Extract every line of the records below that contains the string "positive". Case counts.

** Extracted records **
········

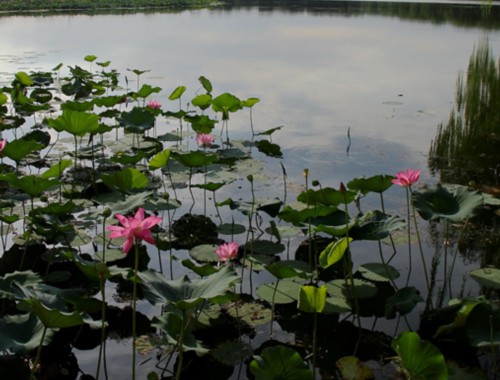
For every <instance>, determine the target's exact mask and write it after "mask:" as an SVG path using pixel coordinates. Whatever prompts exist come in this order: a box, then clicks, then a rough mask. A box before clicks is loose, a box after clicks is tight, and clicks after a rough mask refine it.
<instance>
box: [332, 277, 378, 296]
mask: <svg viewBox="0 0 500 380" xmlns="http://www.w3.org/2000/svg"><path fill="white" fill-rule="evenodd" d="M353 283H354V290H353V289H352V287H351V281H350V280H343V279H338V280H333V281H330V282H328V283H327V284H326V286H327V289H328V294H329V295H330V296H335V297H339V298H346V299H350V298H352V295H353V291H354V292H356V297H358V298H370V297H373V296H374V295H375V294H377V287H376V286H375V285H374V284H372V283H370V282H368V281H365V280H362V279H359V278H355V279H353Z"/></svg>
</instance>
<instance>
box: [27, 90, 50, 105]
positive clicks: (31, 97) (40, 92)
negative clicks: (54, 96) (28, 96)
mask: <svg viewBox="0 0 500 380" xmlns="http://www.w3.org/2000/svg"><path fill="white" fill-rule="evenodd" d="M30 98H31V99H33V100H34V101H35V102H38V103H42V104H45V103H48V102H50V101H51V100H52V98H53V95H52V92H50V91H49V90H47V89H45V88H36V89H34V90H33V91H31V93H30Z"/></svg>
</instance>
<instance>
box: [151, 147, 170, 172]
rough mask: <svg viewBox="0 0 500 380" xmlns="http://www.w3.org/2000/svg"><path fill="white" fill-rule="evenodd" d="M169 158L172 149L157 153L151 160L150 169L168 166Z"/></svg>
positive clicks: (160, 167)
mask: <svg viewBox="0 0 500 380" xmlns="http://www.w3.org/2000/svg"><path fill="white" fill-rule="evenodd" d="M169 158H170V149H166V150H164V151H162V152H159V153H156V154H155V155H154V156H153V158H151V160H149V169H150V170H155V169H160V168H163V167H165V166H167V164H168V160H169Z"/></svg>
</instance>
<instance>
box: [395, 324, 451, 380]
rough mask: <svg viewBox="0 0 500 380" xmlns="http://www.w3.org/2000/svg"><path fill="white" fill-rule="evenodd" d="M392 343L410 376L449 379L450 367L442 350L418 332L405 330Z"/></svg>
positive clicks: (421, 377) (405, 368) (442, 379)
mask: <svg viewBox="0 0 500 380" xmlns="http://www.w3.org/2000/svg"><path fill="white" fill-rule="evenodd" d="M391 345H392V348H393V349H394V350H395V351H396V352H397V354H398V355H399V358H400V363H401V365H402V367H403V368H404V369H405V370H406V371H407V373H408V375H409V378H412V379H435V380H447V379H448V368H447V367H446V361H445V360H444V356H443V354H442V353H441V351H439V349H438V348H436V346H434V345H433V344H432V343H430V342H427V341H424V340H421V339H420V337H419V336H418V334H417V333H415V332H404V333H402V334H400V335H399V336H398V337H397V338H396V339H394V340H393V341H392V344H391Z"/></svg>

········

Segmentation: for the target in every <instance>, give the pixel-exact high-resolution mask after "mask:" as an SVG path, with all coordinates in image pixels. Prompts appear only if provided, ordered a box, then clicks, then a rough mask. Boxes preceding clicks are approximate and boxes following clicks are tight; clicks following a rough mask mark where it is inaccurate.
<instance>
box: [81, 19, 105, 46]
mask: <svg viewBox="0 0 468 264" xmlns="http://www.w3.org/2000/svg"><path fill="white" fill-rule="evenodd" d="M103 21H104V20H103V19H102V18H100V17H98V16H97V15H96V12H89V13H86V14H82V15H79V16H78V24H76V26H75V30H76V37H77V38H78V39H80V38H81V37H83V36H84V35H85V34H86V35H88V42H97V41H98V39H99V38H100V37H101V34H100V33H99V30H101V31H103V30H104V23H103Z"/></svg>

········

** Output **
positive clicks: (31, 97) (40, 92)
positive clicks: (160, 167)
positive clicks: (421, 377) (405, 368) (442, 379)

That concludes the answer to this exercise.